*Provided entries*:
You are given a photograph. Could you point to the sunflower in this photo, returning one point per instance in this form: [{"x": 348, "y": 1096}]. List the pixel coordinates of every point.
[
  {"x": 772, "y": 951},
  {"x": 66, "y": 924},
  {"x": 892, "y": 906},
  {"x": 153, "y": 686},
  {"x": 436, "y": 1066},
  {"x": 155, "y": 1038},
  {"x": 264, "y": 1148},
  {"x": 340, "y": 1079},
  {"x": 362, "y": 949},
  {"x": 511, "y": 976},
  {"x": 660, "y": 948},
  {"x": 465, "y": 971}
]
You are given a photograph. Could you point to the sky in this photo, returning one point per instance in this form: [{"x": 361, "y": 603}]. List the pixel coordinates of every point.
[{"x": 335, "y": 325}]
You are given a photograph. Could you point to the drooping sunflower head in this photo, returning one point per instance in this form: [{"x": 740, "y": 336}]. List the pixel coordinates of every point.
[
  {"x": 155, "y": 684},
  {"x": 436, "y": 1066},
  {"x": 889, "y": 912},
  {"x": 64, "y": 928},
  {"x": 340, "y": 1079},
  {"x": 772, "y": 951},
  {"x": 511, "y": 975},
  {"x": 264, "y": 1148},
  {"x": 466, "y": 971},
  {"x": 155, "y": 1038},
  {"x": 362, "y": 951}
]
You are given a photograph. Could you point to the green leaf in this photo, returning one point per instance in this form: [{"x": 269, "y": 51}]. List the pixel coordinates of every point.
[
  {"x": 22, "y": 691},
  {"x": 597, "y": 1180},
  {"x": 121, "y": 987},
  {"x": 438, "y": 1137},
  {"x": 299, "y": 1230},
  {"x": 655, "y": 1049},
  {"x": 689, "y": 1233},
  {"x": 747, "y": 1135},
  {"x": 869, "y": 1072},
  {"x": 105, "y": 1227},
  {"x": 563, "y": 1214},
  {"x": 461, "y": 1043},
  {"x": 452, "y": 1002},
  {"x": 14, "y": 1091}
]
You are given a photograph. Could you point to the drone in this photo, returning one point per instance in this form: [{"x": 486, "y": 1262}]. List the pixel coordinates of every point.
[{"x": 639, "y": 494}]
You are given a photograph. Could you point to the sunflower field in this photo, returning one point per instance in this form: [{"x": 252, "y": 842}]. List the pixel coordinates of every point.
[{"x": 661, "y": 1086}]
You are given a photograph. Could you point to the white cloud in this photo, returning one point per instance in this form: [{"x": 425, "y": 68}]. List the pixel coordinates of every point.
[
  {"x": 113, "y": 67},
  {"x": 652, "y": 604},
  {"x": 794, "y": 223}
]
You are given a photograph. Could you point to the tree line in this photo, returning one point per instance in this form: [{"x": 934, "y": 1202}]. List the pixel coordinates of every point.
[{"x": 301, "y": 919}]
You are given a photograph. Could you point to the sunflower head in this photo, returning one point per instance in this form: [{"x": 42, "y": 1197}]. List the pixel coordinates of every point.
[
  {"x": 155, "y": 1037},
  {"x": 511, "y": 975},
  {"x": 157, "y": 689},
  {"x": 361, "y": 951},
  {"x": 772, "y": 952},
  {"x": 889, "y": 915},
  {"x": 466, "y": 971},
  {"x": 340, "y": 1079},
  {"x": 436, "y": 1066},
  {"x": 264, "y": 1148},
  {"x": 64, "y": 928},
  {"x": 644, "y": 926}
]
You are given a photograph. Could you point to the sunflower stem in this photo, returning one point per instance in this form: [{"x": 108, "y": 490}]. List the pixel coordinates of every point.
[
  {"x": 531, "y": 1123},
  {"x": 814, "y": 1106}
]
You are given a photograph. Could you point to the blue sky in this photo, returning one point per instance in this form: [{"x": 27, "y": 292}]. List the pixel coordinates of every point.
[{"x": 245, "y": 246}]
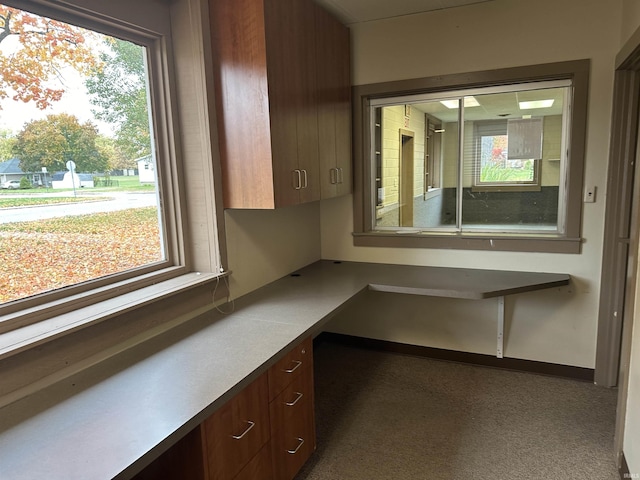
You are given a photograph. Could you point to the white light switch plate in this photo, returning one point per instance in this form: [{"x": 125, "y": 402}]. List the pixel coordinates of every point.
[{"x": 590, "y": 194}]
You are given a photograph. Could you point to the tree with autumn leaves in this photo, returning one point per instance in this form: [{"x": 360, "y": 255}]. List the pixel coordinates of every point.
[
  {"x": 53, "y": 142},
  {"x": 114, "y": 74},
  {"x": 46, "y": 46}
]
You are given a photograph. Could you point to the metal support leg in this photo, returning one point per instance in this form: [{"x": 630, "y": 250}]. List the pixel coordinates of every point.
[{"x": 500, "y": 326}]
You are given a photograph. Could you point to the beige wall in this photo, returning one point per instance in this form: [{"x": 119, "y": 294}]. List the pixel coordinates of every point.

*What the task requires*:
Can you rewrite the entries above as a JSON list of strings, one string per line with blank lines left out, running from the line that contains "the tree line" through the end of the entries, both included? Leave the pictures out of the list.

*Correct result*:
[
  "You are given a photograph. Could you point to the tree line in this photo, returning one point per instance in this form: [{\"x\": 934, \"y\": 1202}]. List the pixel coordinates of every point.",
  "[{\"x\": 301, \"y\": 919}]",
  "You are given a photograph. Could you point to the sunflower head in this photo, returning one point per instance in this form: [{\"x\": 42, \"y\": 1197}]. List the pixel coordinates of every point.",
  "[",
  "  {\"x\": 155, \"y\": 1037},",
  "  {\"x\": 511, \"y\": 975},",
  "  {\"x\": 157, \"y\": 689},",
  "  {\"x\": 361, \"y\": 951},",
  "  {\"x\": 772, \"y\": 952},",
  "  {\"x\": 889, \"y\": 915},",
  "  {\"x\": 466, \"y\": 971},",
  "  {\"x\": 340, \"y\": 1079},",
  "  {\"x\": 436, \"y\": 1066},",
  "  {\"x\": 264, \"y\": 1148},",
  "  {\"x\": 64, \"y\": 928},",
  "  {\"x\": 644, \"y\": 926}",
  "]",
  "You are given a photograph. Could you point to the sunflower stem in this photo, returning one point per instance in this form: [{\"x\": 108, \"y\": 490}]. List the pixel coordinates of every point.",
  "[",
  "  {\"x\": 531, \"y\": 1123},",
  "  {\"x\": 814, \"y\": 1106}",
  "]",
  "You are given a photograph. Could you point to the blue sky in this photo, returning one point per instance in this form: [{\"x\": 27, \"y\": 292}]. List the pixel coordinates of every point.",
  "[{\"x\": 245, \"y\": 246}]",
  "You are given a photograph. Could you point to the white light switch plate in this photo, returning one point per instance in this form: [{\"x\": 125, \"y\": 402}]. List the pixel coordinates of every point.",
  "[{\"x\": 590, \"y\": 194}]",
  "You are given a photograph. Could you point to the tree with autumn leaves in this photo, returning one point per instance in this form: [{\"x\": 360, \"y\": 255}]. List the pixel coordinates of every point.",
  "[",
  "  {\"x\": 53, \"y\": 142},",
  "  {\"x\": 114, \"y\": 74},",
  "  {\"x\": 46, \"y\": 46}",
  "]",
  "You are given a photograph. Could you point to the metal support leg in this photo, returning one point per instance in this form: [{\"x\": 630, \"y\": 250}]. List the pixel coordinates of every point.",
  "[{\"x\": 500, \"y\": 326}]",
  "You are given a photograph. Could you point to the beige wall in this photo, returning one point per instance in this form: [{\"x\": 119, \"y\": 294}]. List the pixel coordinates of every point."
]